[begin Recorded data]

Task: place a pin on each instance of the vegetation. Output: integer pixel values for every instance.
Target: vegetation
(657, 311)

[end Recorded data]
[begin Recorded data]

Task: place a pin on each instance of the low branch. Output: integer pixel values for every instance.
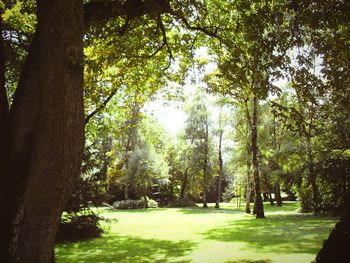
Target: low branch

[end Recorded data]
[begin Recorded data]

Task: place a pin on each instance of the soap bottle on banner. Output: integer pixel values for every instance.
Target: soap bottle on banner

[end Recorded data]

Task details: Extract the lines of the material from the line containing "Task: place a pin on each instance of the low" through the line containing "Target: low branch", keeping both end lines and leaving out any pictures.

Finished task:
Task: place a pin on each instance of the low branch. Output: integer pixel values for every instance.
Target: low branch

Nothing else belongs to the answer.